Show each line in the rows below that contains the word "trim", and copy every such line without changing it.

Record excerpts:
═══

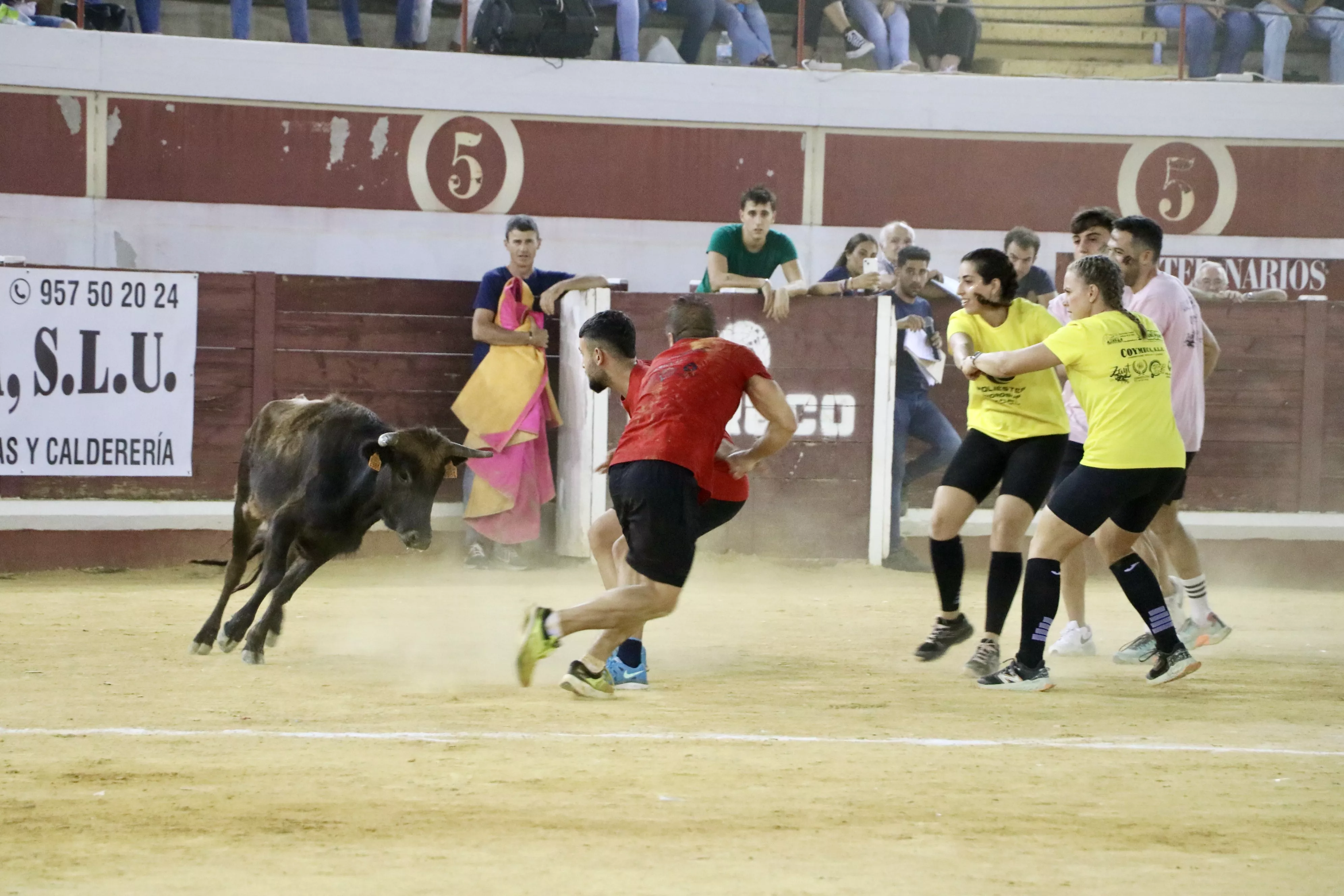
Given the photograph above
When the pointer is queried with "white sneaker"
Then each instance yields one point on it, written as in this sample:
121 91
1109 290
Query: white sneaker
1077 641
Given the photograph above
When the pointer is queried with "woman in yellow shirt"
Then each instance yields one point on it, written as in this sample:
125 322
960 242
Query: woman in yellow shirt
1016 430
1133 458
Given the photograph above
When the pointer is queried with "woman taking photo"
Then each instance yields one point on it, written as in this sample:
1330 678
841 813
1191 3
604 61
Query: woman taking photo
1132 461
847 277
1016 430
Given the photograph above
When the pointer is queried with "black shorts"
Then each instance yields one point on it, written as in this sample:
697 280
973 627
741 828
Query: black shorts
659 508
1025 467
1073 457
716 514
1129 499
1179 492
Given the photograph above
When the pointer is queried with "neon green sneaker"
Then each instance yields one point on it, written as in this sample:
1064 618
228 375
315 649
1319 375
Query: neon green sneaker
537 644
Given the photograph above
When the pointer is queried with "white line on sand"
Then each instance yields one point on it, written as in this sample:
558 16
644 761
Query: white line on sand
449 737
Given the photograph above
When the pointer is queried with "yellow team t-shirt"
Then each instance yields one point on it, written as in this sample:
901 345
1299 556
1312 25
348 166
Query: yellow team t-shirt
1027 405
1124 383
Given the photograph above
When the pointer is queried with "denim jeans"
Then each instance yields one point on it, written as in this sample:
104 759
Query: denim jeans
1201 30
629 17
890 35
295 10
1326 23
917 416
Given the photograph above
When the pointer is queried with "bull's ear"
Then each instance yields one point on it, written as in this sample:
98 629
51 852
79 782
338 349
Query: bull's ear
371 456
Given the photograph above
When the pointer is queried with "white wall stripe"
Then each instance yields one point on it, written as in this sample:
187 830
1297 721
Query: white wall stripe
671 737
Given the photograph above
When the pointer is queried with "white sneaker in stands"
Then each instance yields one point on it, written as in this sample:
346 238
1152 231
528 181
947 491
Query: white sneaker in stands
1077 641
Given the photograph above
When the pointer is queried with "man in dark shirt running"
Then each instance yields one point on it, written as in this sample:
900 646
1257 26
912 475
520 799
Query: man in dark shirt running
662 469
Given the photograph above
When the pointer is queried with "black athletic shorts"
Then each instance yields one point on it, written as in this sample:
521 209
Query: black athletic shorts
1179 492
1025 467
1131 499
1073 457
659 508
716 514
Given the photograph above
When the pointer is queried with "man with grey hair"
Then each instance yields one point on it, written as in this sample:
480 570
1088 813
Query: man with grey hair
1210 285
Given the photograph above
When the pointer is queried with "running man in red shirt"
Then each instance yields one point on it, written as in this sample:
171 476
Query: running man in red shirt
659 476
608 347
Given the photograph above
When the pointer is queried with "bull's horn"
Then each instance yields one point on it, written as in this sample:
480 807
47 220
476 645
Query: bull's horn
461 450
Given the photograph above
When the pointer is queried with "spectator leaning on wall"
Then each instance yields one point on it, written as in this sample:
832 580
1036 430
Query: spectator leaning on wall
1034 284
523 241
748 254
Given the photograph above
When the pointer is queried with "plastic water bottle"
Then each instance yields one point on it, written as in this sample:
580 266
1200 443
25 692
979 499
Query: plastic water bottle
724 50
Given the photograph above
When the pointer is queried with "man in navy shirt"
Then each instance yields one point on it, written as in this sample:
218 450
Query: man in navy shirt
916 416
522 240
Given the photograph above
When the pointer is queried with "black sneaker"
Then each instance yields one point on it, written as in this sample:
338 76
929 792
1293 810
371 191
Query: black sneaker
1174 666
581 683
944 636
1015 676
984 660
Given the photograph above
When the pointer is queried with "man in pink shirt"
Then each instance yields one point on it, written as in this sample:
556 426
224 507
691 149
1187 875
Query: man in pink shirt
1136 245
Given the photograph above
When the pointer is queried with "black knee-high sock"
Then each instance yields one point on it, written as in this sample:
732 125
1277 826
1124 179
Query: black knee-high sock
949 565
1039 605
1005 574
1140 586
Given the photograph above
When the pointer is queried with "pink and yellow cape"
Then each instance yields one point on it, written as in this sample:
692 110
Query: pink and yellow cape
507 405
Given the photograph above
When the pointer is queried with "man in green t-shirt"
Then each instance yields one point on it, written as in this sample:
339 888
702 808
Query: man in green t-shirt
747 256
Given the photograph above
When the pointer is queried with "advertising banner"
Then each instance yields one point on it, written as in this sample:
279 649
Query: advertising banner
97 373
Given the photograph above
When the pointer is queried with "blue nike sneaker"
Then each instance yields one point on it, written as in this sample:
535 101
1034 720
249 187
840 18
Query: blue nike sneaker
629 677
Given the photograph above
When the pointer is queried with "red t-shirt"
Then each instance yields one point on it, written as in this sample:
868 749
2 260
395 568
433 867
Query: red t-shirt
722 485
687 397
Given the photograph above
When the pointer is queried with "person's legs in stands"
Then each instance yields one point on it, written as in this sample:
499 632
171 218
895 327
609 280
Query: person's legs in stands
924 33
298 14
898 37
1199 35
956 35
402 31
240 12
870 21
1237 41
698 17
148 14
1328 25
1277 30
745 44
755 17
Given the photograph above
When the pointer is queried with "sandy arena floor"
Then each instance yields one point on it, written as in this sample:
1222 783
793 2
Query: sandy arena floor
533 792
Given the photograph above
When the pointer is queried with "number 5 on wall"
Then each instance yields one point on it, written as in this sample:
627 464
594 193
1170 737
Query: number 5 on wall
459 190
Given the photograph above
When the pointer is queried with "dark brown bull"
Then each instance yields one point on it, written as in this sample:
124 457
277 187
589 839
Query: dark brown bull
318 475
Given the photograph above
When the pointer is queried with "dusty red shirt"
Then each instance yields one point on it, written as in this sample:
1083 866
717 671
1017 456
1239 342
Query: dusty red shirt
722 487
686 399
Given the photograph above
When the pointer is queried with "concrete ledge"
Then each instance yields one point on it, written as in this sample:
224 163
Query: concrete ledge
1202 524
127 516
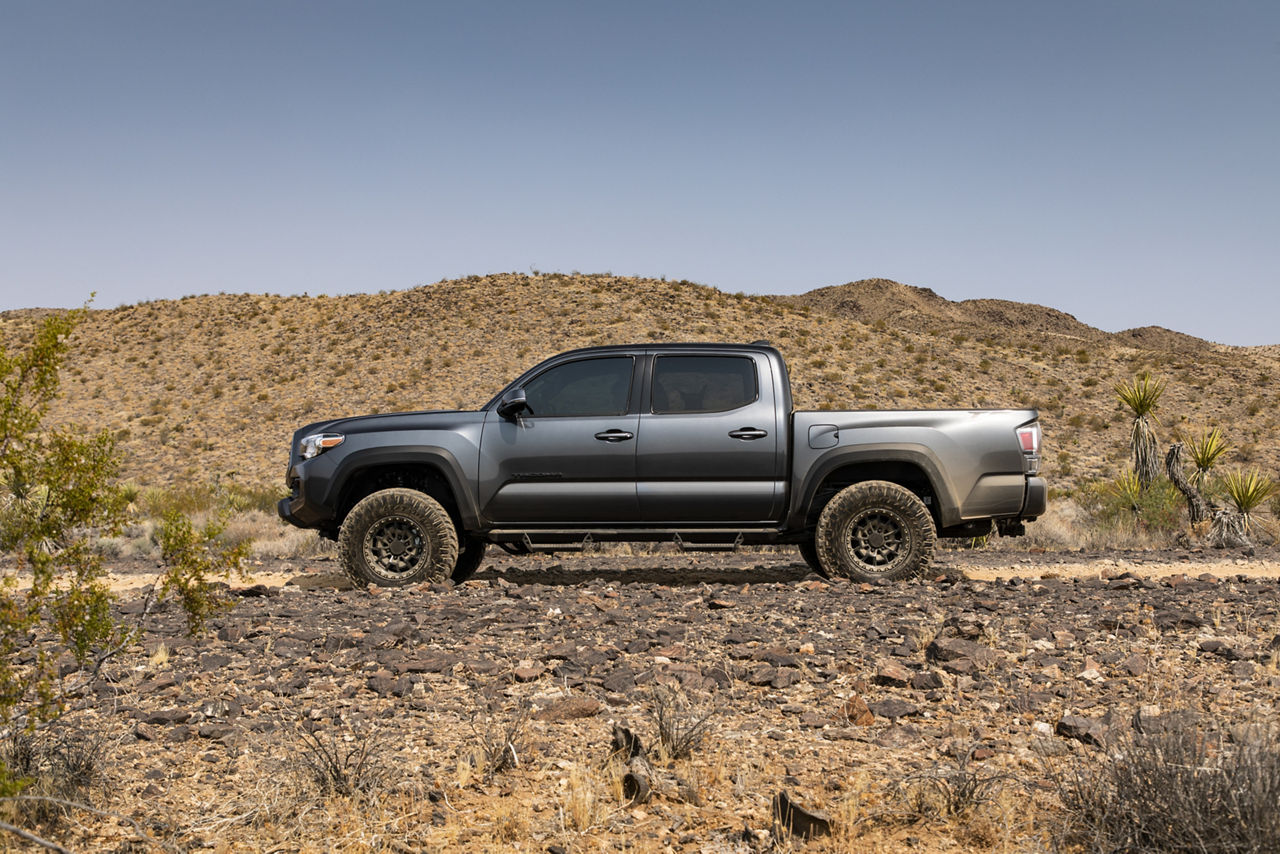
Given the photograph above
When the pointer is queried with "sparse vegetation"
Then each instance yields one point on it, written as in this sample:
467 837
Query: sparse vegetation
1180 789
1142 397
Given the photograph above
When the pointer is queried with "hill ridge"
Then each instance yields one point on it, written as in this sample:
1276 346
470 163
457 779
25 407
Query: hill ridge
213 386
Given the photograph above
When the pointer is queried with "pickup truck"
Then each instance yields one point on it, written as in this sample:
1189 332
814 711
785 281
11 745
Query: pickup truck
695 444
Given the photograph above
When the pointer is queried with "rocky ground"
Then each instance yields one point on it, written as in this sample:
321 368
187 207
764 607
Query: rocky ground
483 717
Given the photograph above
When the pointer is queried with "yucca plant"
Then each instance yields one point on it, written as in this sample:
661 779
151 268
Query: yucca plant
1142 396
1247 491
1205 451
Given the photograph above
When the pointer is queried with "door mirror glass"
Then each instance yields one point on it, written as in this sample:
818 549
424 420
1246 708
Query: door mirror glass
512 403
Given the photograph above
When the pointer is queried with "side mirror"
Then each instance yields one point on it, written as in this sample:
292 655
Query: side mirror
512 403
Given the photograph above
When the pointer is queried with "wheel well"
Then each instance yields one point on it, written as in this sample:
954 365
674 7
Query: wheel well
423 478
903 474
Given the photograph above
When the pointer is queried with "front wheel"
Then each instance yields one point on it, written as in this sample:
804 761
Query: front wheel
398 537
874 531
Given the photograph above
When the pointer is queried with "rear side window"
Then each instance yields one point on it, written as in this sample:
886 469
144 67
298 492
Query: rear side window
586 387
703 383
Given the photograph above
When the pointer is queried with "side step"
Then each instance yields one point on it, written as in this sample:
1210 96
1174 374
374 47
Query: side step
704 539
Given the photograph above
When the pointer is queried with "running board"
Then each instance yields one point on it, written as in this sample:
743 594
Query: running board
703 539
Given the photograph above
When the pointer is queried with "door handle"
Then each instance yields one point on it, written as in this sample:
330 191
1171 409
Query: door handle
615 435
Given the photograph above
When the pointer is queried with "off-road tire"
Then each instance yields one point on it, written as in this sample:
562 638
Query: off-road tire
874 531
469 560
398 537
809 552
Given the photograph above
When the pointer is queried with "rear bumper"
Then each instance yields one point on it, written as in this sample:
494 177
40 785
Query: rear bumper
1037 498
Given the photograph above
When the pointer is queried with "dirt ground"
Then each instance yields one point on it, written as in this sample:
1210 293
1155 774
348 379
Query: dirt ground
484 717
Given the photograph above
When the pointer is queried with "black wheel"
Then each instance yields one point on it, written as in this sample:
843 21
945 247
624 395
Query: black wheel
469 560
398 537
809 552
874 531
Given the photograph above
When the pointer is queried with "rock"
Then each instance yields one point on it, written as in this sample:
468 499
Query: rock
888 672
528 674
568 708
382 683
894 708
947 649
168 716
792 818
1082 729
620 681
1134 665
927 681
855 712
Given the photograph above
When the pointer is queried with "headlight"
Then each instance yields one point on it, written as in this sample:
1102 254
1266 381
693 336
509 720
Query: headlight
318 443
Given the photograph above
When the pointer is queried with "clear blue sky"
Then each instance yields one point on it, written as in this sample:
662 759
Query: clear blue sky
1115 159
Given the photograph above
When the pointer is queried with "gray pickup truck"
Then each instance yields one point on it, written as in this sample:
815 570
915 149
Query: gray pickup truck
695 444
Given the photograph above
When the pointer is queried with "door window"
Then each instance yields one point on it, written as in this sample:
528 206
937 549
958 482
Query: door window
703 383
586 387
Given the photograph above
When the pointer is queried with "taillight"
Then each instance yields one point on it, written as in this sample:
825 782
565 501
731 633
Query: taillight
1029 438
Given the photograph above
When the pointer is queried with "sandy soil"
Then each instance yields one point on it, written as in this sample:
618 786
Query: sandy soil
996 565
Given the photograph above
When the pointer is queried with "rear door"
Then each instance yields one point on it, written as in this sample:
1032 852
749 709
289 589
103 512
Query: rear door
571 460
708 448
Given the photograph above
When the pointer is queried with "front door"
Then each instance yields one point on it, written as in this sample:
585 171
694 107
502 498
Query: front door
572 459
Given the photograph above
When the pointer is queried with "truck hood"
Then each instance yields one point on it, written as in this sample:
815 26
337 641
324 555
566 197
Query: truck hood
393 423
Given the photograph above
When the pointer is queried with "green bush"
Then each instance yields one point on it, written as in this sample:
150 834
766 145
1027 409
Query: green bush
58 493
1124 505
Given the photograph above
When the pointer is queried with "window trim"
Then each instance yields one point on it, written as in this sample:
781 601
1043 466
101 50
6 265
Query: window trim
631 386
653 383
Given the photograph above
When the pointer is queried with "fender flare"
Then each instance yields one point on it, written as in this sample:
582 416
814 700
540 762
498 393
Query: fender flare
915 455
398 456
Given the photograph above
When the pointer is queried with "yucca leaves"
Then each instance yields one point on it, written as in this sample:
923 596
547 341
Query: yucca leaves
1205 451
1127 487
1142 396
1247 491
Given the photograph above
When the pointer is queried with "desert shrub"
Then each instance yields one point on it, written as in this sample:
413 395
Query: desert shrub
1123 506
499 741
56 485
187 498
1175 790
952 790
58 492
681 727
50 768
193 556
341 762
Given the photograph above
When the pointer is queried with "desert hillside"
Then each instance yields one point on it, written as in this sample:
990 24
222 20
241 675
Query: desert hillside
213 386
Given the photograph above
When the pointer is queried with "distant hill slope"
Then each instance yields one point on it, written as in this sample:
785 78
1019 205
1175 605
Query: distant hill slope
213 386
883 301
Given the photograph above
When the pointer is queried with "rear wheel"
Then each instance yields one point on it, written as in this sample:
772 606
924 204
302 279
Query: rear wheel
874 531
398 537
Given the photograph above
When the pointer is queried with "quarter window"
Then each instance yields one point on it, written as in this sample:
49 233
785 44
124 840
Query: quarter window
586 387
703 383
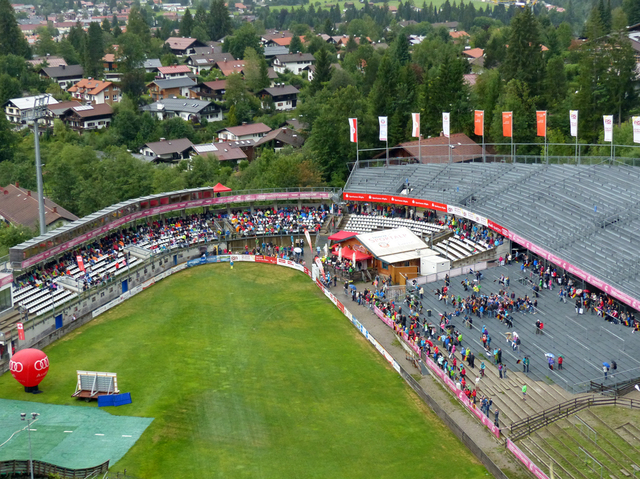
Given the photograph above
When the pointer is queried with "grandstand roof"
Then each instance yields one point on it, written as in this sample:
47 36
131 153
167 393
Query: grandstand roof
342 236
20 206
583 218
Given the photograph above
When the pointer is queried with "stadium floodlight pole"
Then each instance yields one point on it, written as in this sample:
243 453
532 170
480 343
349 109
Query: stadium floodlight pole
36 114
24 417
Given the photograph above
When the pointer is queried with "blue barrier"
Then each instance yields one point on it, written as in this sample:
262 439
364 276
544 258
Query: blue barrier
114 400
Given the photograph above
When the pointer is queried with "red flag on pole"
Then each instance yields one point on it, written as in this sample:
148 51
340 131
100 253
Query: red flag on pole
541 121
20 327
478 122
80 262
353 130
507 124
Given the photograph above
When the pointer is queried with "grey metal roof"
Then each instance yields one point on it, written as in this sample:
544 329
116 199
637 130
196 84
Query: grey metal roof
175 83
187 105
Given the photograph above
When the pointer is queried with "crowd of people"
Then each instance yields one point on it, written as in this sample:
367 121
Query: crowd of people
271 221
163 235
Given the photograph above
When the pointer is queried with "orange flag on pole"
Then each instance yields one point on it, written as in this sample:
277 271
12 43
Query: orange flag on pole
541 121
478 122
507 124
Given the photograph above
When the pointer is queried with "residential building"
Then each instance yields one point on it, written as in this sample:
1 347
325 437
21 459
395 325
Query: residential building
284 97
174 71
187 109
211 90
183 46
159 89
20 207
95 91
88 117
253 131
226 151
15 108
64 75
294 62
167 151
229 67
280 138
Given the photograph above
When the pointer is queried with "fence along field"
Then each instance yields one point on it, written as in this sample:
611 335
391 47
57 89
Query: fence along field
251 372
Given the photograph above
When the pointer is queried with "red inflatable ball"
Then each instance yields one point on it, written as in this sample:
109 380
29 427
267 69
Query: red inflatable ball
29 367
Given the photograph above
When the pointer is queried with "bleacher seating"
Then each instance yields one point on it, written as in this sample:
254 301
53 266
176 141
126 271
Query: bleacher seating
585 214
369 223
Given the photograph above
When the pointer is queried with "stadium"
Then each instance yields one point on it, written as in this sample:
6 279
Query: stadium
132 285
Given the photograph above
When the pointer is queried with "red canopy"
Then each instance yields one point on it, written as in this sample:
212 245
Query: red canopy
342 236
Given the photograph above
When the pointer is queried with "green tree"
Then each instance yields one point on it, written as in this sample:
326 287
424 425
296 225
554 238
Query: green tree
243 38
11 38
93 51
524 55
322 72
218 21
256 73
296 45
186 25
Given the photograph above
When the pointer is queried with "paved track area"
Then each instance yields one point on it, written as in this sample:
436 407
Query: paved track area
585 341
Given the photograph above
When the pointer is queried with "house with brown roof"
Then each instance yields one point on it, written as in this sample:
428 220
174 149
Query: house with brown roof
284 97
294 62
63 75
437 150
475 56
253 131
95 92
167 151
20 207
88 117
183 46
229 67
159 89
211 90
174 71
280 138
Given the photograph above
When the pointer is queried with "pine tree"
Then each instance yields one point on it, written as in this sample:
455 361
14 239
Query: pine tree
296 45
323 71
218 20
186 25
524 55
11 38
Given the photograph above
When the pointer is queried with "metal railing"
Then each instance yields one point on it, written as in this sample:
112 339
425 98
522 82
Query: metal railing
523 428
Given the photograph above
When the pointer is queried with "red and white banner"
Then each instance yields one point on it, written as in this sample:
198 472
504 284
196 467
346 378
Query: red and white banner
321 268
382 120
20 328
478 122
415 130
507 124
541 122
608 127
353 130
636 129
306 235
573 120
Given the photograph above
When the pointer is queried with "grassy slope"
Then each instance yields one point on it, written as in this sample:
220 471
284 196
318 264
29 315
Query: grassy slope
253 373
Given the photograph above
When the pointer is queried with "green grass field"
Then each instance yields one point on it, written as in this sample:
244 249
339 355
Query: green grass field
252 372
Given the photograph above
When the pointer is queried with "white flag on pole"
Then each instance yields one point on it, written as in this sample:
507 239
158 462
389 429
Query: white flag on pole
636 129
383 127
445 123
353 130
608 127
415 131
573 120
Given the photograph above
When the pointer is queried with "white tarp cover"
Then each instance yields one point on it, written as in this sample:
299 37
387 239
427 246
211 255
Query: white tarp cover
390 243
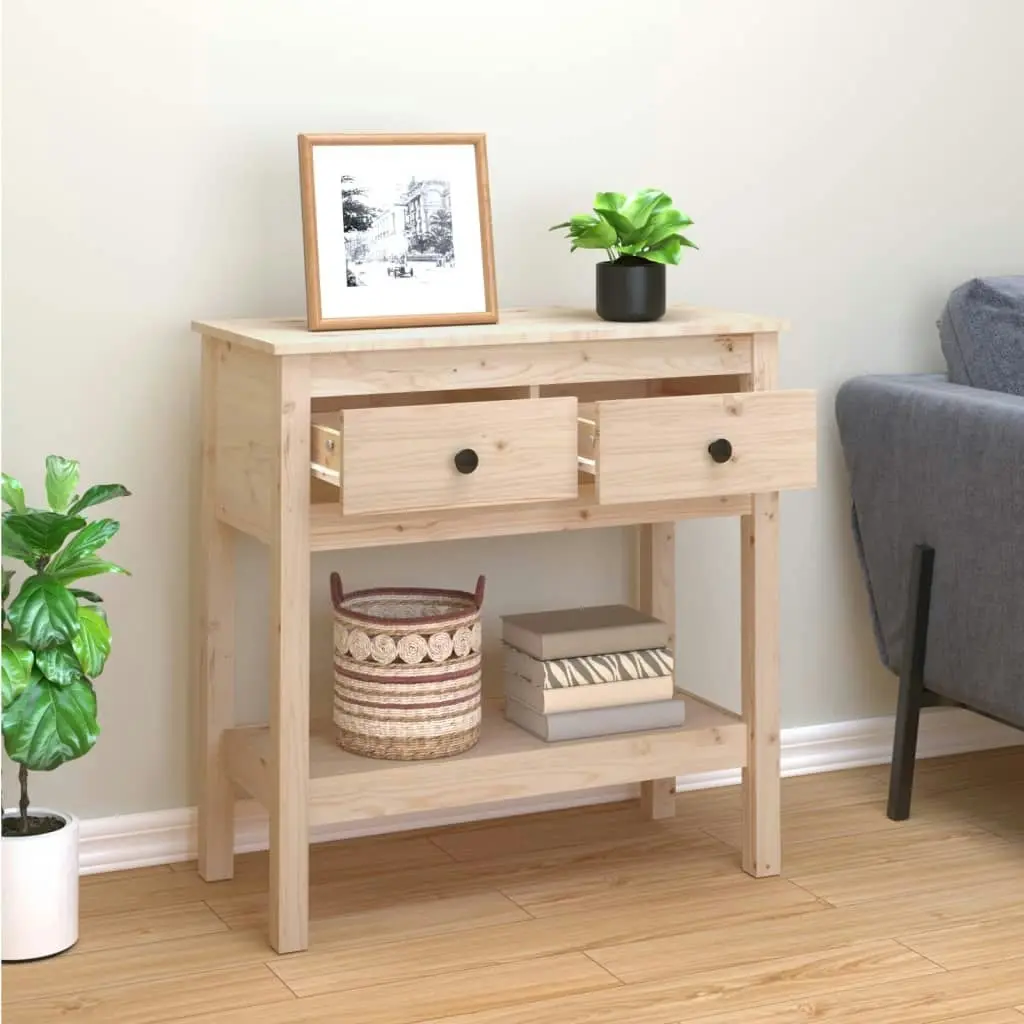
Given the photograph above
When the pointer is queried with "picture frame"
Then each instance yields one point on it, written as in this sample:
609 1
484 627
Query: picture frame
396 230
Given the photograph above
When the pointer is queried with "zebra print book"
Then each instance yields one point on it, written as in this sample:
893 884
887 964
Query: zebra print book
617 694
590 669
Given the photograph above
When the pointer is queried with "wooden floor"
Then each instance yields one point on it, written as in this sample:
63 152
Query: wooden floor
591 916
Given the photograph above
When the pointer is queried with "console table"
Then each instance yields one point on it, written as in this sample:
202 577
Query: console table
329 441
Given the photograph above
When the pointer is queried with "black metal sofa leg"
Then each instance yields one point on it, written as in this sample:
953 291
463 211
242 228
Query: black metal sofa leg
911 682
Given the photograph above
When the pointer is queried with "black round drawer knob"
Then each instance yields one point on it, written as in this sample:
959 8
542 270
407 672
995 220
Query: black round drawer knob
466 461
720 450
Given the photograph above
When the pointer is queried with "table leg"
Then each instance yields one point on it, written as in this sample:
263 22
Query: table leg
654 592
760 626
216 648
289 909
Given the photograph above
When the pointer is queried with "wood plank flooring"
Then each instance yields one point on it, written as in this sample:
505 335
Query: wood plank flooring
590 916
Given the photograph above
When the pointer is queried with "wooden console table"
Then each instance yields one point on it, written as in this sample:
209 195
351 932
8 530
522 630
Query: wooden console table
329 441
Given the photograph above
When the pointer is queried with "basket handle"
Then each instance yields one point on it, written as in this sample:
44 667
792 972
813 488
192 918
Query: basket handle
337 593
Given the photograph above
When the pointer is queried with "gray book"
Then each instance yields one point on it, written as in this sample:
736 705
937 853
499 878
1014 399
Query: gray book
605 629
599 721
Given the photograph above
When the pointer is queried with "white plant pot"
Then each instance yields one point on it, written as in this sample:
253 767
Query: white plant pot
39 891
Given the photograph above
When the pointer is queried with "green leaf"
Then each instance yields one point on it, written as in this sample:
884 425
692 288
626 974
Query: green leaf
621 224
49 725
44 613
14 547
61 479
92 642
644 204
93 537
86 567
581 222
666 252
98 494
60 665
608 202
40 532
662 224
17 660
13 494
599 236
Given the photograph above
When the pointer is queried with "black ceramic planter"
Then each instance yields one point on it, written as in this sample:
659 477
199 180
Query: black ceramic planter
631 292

═══

The solution:
When the pointer is queried with "window trim"
Query: window trim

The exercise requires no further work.